Reproduce every entry below character for character, leaving out the pictures.

+---+

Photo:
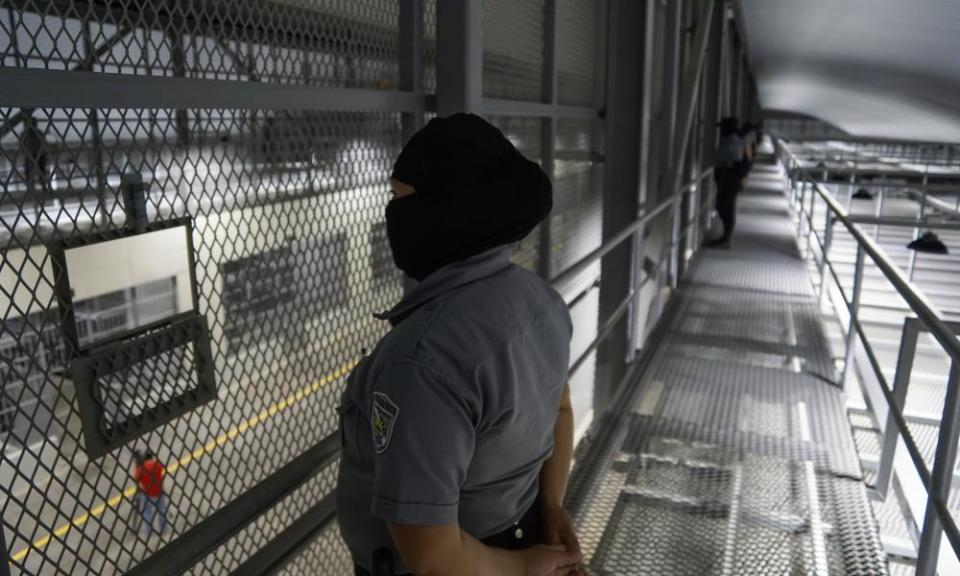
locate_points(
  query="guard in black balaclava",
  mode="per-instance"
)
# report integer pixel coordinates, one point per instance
(473, 191)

+---+

TASK RESULT
Photo:
locate_points(
  query="guard in black balaclava",
  mode="per-instance"
)
# report integer pixel coordinates, one point per instance
(473, 191)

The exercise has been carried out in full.